Which of the lines below include the word "white"? Pick out each one and copy it in full.

________________________________________

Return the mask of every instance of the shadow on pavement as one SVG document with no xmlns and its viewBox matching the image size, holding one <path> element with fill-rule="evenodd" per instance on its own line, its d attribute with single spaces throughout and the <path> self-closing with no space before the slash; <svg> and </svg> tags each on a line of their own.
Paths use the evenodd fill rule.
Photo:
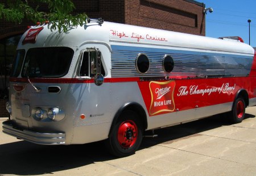
<svg viewBox="0 0 256 176">
<path fill-rule="evenodd" d="M 246 118 L 254 117 L 246 114 Z M 215 116 L 155 130 L 158 137 L 144 138 L 139 149 L 200 135 L 200 132 L 229 125 L 220 116 Z M 40 145 L 21 140 L 0 145 L 0 175 L 51 174 L 114 159 L 102 141 L 82 145 Z"/>
</svg>

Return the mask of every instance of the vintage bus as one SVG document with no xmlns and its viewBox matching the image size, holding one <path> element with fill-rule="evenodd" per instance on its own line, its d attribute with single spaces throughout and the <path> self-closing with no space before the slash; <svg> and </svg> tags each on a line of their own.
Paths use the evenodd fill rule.
<svg viewBox="0 0 256 176">
<path fill-rule="evenodd" d="M 3 132 L 32 143 L 105 140 L 118 157 L 144 132 L 256 105 L 256 56 L 239 40 L 99 19 L 67 33 L 23 35 L 13 64 Z"/>
</svg>

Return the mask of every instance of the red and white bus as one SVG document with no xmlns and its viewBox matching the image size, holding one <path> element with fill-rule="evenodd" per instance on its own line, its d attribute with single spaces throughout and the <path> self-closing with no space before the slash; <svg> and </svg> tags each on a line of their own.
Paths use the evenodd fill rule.
<svg viewBox="0 0 256 176">
<path fill-rule="evenodd" d="M 222 40 L 96 20 L 68 32 L 33 27 L 10 78 L 3 132 L 32 143 L 105 140 L 134 153 L 146 131 L 256 105 L 256 56 Z"/>
</svg>

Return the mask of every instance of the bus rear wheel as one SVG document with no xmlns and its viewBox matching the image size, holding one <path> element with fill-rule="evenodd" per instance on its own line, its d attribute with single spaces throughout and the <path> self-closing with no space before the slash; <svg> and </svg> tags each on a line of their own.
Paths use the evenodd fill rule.
<svg viewBox="0 0 256 176">
<path fill-rule="evenodd" d="M 241 97 L 237 98 L 234 102 L 232 110 L 230 114 L 230 119 L 233 123 L 241 122 L 245 116 L 245 102 Z"/>
<path fill-rule="evenodd" d="M 137 114 L 131 110 L 124 111 L 114 125 L 106 140 L 109 152 L 122 157 L 133 154 L 142 141 L 142 128 Z"/>
</svg>

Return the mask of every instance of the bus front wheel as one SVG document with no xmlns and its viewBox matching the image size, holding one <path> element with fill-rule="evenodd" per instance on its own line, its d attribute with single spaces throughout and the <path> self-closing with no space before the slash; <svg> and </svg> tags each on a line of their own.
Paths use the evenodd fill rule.
<svg viewBox="0 0 256 176">
<path fill-rule="evenodd" d="M 113 155 L 122 157 L 133 154 L 142 141 L 142 128 L 139 117 L 131 110 L 125 110 L 111 131 L 106 144 Z"/>
</svg>

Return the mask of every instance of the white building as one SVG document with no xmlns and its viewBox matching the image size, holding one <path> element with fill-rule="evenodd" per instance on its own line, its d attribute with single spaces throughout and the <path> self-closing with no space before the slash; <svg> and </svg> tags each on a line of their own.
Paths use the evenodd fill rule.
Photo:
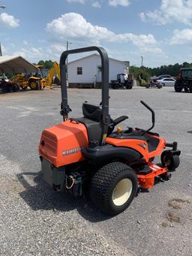
<svg viewBox="0 0 192 256">
<path fill-rule="evenodd" d="M 118 74 L 128 74 L 129 62 L 109 58 L 110 78 L 116 80 Z M 98 54 L 92 54 L 68 63 L 70 85 L 95 84 L 101 82 L 101 60 Z"/>
</svg>

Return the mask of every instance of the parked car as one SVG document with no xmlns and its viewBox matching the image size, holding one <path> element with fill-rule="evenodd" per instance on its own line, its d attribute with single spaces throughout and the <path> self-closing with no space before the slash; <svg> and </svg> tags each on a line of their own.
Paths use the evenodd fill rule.
<svg viewBox="0 0 192 256">
<path fill-rule="evenodd" d="M 172 77 L 165 77 L 157 81 L 162 83 L 164 86 L 174 86 L 176 82 L 176 79 Z"/>
<path fill-rule="evenodd" d="M 5 82 L 8 82 L 9 80 L 7 77 L 4 76 L 4 77 L 0 77 L 0 82 L 2 81 L 5 81 Z"/>
</svg>

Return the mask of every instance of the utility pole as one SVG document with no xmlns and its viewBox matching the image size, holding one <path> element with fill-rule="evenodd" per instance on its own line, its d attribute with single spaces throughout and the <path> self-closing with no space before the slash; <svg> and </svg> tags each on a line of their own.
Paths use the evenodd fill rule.
<svg viewBox="0 0 192 256">
<path fill-rule="evenodd" d="M 5 9 L 6 6 L 3 5 L 0 5 L 0 8 Z M 1 42 L 0 42 L 0 56 L 2 56 L 2 50 Z"/>
<path fill-rule="evenodd" d="M 2 44 L 0 42 L 0 56 L 2 56 Z"/>
<path fill-rule="evenodd" d="M 143 56 L 141 56 L 141 67 L 143 66 Z"/>
<path fill-rule="evenodd" d="M 6 8 L 6 6 L 5 6 L 5 5 L 0 5 L 0 8 L 2 8 L 2 9 L 5 9 L 5 8 Z M 2 56 L 2 44 L 1 44 L 1 42 L 0 42 L 0 56 Z M 3 77 L 4 77 L 4 74 L 3 74 Z"/>
<path fill-rule="evenodd" d="M 69 44 L 72 44 L 71 42 L 69 42 L 68 41 L 67 41 L 67 50 L 69 50 Z M 67 80 L 67 86 L 68 87 L 68 56 L 67 56 L 66 59 L 66 66 L 67 66 L 67 71 L 66 71 L 66 80 Z"/>
</svg>

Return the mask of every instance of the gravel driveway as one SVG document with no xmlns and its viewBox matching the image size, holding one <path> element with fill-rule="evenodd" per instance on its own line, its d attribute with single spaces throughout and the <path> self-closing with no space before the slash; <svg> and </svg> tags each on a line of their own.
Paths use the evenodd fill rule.
<svg viewBox="0 0 192 256">
<path fill-rule="evenodd" d="M 38 146 L 43 129 L 62 121 L 60 90 L 0 94 L 0 255 L 192 254 L 192 94 L 169 87 L 110 95 L 111 116 L 129 116 L 123 127 L 150 126 L 143 100 L 155 110 L 154 131 L 178 142 L 181 164 L 171 180 L 113 218 L 86 198 L 56 193 L 41 179 Z M 100 90 L 69 89 L 73 116 L 100 97 Z"/>
</svg>

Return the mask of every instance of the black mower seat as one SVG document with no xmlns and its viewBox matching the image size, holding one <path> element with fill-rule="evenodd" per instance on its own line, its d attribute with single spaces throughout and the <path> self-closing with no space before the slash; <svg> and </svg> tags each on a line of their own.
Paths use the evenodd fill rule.
<svg viewBox="0 0 192 256">
<path fill-rule="evenodd" d="M 83 103 L 82 106 L 82 114 L 85 118 L 88 118 L 94 122 L 100 122 L 101 119 L 101 109 L 98 106 Z"/>
<path fill-rule="evenodd" d="M 133 133 L 125 133 L 125 132 L 121 132 L 121 133 L 117 133 L 116 131 L 112 133 L 110 136 L 111 138 L 115 138 L 115 139 L 134 139 L 134 140 L 145 140 L 147 141 L 147 139 L 144 137 L 142 136 L 141 132 L 133 132 Z"/>
</svg>

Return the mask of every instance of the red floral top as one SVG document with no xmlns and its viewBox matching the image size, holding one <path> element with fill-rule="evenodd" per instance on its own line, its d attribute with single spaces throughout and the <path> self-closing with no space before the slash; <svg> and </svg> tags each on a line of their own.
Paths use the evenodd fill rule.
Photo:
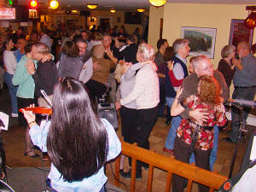
<svg viewBox="0 0 256 192">
<path fill-rule="evenodd" d="M 199 125 L 213 126 L 217 124 L 218 126 L 224 126 L 226 124 L 225 109 L 222 103 L 212 108 L 209 104 L 201 102 L 198 96 L 190 96 L 183 102 L 183 104 L 188 108 L 202 108 L 203 111 L 209 113 L 207 122 L 195 122 L 195 119 L 190 119 Z M 189 122 L 187 119 L 183 119 L 177 130 L 177 136 L 184 143 L 191 144 L 192 136 L 196 127 L 195 124 Z M 195 147 L 201 150 L 208 150 L 212 148 L 213 137 L 213 129 L 200 128 Z"/>
</svg>

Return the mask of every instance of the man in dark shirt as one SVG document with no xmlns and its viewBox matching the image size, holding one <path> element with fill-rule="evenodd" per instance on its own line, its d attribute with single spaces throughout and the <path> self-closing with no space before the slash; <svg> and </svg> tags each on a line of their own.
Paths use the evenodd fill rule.
<svg viewBox="0 0 256 192">
<path fill-rule="evenodd" d="M 136 36 L 131 35 L 127 37 L 126 43 L 128 46 L 119 53 L 119 60 L 125 60 L 125 61 L 131 62 L 132 64 L 137 63 L 137 44 L 136 44 Z"/>
<path fill-rule="evenodd" d="M 32 59 L 38 61 L 37 69 L 33 67 L 32 61 L 27 62 L 27 71 L 35 81 L 35 96 L 38 97 L 39 106 L 49 106 L 42 97 L 40 90 L 44 90 L 51 99 L 54 87 L 58 83 L 58 72 L 54 61 L 52 59 L 42 60 L 49 53 L 49 47 L 46 44 L 37 42 L 32 47 Z"/>
<path fill-rule="evenodd" d="M 184 79 L 182 83 L 182 88 L 183 89 L 183 93 L 179 96 L 178 100 L 180 102 L 183 101 L 189 96 L 196 95 L 198 93 L 198 84 L 199 78 L 204 75 L 213 76 L 218 83 L 219 84 L 219 88 L 221 90 L 222 102 L 224 102 L 229 98 L 229 88 L 226 84 L 225 79 L 223 74 L 218 70 L 213 70 L 213 66 L 210 60 L 204 55 L 196 56 L 193 60 L 193 69 L 194 73 L 191 73 Z M 201 109 L 196 108 L 194 110 L 186 109 L 180 115 L 184 119 L 193 118 L 196 121 L 207 121 L 206 112 L 201 112 Z M 210 154 L 210 168 L 212 171 L 213 165 L 217 159 L 217 149 L 218 149 L 218 128 L 214 125 L 214 140 L 213 146 Z M 195 160 L 194 160 L 195 161 Z"/>
<path fill-rule="evenodd" d="M 241 42 L 237 44 L 237 53 L 241 60 L 233 60 L 236 72 L 233 79 L 235 86 L 232 94 L 233 99 L 244 99 L 253 101 L 256 94 L 256 57 L 251 53 L 250 45 L 247 42 Z M 238 67 L 241 66 L 241 67 Z M 243 106 L 243 119 L 247 119 L 250 106 Z M 237 143 L 239 135 L 240 118 L 239 108 L 232 106 L 232 132 L 230 137 L 223 138 L 226 142 Z"/>
</svg>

________________________________________

> _EXERCISE OUTPUT_:
Return the mask of every instance of the red and white bus as one SVG document with no xmlns and its viewBox matching the image size, holding one <path> element with fill-rule="evenodd" per instance on its own line, its d attribute with single spaces throughout and the <path> self-closing with no space before the slash; <svg> and </svg> tags each on a line of their own.
Return the mask of every instance of the white building as one SVG document with no xmlns and its viewBox matching the image size, holding one <path> element with fill-rule="evenodd" per instance on its own line, its d attribute with single spaces throughout and the <path> self-closing with no space before the slash; <svg> and </svg> tags each on a line of their own.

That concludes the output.